• **TEXT SHOWN**:

** Begin **

Spatially joining polygons centroid within

4458
12
12-27-2017 02:45 AM
DavidMatthews2
New Contributor II

I have two polygon feature classes that I want to do a spatial join between and sum certain fields. The target feature  has larger polygons (regions) covering the second feature of smaller polygons (property parcels). I would like to use the centroid of the property parcels to do the join as they are not always fully contained in the regions but 'has their centre in' only joins the opposite way, with the target feature being the smaller polygons. 

Is there anyway to do this without creating a point feature from my parcels and using 'contains' as my join?

 

Thanks

12 Replies
DanPatterson_Retired
MVP Emeritus

switch the order of the join, then do a an attribute join in the opposite direction perhaps

XanderBakker
Esri Esteemed Contributor

You posted this in the Python space. Are you looking for a script to do this? In case the simple way as Dan mentioned, doing a manual spatial join does not work for you, there is always a scripting solution. However, that will take a some time to complete. How much coding experience do you have and what have you tried so far?

I assume that you want to obtain statistical information from multiple parcels for each region and add that data to the regions, right?

How large are your datasets? How many features do you have in both featureclasses?

** End **

• **ITEMS**:
** Begin **

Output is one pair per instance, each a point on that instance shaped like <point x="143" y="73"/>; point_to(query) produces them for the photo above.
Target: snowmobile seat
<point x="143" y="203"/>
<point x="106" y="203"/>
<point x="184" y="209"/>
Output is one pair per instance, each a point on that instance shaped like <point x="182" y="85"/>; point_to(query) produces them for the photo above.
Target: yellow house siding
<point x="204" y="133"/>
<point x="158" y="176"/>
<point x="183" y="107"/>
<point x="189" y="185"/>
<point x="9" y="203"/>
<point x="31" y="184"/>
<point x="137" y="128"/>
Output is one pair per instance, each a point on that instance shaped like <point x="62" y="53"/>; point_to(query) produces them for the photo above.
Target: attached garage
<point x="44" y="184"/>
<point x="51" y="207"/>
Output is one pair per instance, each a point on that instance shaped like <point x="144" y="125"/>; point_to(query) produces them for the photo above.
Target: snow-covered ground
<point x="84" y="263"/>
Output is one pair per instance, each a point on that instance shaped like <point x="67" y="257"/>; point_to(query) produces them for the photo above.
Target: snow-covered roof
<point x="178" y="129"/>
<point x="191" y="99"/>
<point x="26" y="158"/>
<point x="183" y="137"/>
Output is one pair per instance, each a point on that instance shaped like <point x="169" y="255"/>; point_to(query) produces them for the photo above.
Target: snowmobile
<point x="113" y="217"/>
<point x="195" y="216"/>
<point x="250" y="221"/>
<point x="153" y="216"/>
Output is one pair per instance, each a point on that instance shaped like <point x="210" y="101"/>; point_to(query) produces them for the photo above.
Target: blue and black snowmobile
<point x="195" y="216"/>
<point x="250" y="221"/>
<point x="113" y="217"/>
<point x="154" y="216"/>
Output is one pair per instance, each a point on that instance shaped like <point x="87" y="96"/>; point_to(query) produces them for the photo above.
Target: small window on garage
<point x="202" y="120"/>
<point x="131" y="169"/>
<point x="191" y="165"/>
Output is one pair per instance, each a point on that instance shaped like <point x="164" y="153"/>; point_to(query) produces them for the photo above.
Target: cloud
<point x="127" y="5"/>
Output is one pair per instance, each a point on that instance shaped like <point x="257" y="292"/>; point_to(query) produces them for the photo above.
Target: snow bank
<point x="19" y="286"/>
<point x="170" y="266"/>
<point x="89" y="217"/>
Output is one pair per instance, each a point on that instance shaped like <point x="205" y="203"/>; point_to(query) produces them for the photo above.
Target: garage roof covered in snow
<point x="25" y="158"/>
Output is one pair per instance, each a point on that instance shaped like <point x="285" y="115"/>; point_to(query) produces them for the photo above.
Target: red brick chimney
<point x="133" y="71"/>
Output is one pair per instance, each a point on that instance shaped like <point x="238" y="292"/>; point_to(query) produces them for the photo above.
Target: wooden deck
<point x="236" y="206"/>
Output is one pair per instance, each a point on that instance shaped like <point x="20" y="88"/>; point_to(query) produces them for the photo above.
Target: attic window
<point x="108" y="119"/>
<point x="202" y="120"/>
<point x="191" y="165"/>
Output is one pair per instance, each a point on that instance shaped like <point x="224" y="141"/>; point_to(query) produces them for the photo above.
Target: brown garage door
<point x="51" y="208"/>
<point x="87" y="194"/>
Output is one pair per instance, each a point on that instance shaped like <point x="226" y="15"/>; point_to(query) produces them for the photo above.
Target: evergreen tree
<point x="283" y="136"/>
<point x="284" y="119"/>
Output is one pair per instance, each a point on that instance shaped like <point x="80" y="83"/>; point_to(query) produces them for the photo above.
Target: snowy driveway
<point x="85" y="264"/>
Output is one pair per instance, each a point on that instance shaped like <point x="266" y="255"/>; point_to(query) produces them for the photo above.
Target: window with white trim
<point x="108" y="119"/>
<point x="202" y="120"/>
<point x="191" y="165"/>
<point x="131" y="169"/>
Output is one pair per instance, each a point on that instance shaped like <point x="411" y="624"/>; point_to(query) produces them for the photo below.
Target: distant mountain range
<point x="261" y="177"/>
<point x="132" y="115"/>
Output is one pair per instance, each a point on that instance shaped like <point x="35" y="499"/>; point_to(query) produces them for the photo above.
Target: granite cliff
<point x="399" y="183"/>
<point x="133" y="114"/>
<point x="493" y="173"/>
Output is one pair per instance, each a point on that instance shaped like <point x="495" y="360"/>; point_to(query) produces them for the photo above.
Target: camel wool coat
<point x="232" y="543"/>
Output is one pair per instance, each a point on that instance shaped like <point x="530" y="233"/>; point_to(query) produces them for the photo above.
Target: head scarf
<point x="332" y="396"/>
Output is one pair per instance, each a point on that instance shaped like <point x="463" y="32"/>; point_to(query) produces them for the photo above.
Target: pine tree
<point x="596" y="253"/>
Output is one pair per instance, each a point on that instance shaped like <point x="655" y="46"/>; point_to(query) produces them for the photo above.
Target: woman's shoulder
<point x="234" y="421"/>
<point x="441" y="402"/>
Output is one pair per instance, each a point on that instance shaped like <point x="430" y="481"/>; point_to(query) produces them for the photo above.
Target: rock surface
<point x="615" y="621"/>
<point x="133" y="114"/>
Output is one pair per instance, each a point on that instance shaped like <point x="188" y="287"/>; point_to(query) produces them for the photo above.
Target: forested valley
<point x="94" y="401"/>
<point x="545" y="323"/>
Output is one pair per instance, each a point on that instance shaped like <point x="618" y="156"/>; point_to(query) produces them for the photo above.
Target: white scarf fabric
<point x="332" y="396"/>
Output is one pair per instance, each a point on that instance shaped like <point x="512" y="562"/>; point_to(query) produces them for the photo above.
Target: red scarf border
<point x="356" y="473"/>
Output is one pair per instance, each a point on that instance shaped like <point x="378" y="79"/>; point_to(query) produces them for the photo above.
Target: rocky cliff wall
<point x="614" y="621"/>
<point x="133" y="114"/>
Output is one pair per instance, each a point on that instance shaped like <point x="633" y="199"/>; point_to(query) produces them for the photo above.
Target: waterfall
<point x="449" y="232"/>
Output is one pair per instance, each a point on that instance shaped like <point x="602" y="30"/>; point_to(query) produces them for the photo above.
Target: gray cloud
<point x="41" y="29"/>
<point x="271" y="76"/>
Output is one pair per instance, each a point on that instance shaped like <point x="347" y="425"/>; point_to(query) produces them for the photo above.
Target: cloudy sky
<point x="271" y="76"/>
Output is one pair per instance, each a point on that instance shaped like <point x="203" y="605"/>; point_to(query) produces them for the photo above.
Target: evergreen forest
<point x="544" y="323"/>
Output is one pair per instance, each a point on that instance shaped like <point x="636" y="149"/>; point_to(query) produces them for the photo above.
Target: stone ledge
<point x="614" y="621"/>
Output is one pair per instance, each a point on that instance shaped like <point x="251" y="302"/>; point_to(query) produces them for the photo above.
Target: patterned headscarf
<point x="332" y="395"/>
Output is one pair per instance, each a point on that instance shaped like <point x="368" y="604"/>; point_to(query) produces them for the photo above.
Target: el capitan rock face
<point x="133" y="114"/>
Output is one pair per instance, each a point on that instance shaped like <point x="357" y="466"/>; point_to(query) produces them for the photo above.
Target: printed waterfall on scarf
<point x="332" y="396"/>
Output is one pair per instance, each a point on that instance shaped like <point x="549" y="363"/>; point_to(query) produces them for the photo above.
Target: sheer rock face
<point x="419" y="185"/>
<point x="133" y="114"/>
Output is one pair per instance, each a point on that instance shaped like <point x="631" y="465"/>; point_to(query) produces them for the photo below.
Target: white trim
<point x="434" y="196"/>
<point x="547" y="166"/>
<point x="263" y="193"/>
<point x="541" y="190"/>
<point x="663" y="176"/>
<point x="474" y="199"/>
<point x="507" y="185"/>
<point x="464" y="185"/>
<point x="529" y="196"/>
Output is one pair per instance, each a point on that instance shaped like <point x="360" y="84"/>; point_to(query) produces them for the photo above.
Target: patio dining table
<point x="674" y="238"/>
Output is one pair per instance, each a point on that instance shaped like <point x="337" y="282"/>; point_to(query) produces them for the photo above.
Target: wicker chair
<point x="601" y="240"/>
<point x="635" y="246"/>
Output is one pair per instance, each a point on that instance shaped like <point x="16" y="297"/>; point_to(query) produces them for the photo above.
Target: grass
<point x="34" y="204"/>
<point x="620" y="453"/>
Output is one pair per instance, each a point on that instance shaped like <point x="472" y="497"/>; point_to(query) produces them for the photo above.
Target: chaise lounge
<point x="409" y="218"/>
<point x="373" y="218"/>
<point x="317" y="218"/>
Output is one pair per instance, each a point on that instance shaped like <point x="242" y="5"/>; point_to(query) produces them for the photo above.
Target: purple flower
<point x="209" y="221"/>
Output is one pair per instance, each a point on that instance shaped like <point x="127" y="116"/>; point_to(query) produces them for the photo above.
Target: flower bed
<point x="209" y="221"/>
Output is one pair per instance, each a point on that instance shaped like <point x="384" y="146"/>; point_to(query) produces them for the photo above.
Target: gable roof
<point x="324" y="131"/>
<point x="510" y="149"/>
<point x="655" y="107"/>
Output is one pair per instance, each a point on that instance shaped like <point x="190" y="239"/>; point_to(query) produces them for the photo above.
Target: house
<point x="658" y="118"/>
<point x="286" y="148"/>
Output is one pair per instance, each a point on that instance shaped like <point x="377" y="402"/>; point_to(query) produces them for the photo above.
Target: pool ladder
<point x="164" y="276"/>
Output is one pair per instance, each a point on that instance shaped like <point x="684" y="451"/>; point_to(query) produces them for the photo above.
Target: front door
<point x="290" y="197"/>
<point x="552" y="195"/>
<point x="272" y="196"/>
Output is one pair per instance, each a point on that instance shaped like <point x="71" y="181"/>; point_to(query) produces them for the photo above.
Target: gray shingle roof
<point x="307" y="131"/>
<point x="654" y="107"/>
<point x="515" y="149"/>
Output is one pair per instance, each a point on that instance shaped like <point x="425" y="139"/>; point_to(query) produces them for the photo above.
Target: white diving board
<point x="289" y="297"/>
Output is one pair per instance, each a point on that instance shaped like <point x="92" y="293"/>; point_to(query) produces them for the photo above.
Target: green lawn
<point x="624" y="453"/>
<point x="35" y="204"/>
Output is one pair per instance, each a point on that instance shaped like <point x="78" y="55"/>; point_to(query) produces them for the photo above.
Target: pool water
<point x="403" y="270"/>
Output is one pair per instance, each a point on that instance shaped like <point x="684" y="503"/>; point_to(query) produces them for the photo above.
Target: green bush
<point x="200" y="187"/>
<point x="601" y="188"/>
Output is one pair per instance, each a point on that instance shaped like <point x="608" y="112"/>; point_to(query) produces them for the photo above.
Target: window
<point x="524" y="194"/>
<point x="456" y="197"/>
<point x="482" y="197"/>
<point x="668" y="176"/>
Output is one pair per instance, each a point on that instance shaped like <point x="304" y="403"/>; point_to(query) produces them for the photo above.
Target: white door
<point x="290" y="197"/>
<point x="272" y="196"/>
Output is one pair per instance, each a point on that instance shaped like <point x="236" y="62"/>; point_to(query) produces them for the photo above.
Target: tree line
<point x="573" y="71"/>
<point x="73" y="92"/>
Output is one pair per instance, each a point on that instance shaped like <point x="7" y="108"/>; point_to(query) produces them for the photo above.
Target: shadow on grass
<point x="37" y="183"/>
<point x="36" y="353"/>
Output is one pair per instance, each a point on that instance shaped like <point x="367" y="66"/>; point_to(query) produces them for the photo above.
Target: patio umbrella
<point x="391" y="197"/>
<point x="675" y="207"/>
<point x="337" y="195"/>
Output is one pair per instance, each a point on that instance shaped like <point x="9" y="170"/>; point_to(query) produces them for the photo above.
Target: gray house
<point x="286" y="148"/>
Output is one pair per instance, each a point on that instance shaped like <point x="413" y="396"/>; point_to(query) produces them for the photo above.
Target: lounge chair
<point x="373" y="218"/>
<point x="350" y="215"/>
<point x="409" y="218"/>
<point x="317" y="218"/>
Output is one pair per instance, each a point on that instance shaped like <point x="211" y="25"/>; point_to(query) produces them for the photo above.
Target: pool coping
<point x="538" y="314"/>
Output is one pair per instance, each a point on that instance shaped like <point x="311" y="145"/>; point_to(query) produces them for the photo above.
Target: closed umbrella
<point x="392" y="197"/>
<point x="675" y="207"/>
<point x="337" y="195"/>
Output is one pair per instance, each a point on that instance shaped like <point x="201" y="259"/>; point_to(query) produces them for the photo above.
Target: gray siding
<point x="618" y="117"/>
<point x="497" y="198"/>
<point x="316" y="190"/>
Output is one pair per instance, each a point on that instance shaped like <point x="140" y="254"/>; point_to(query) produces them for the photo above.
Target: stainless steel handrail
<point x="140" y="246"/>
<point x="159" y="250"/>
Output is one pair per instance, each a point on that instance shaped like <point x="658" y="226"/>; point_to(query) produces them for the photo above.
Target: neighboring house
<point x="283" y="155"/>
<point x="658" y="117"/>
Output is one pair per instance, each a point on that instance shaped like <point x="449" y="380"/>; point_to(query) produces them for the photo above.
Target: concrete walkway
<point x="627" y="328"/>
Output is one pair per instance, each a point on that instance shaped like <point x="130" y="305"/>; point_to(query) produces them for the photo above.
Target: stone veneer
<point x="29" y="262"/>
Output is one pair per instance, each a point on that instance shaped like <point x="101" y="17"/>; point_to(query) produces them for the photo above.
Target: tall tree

** End **

• **WRITTEN TASK**:
Reproduce the passage of the polygon spatial join thread above between "I have two polygon" and "the smaller polygons.", inclusive.

• **OUTPUT FOR THIS EXERCISE**:
I have two polygon feature classes that I want to do a spatial join between and sum certain fields. The target feature  has larger polygons (regions) covering the second feature of smaller polygons (property parcels). I would like to use the centroid of the property parcels to do the join as they are not always fully contained in the regions but 'has their centre in' only joins the opposite way, with the target feature being the smaller polygons.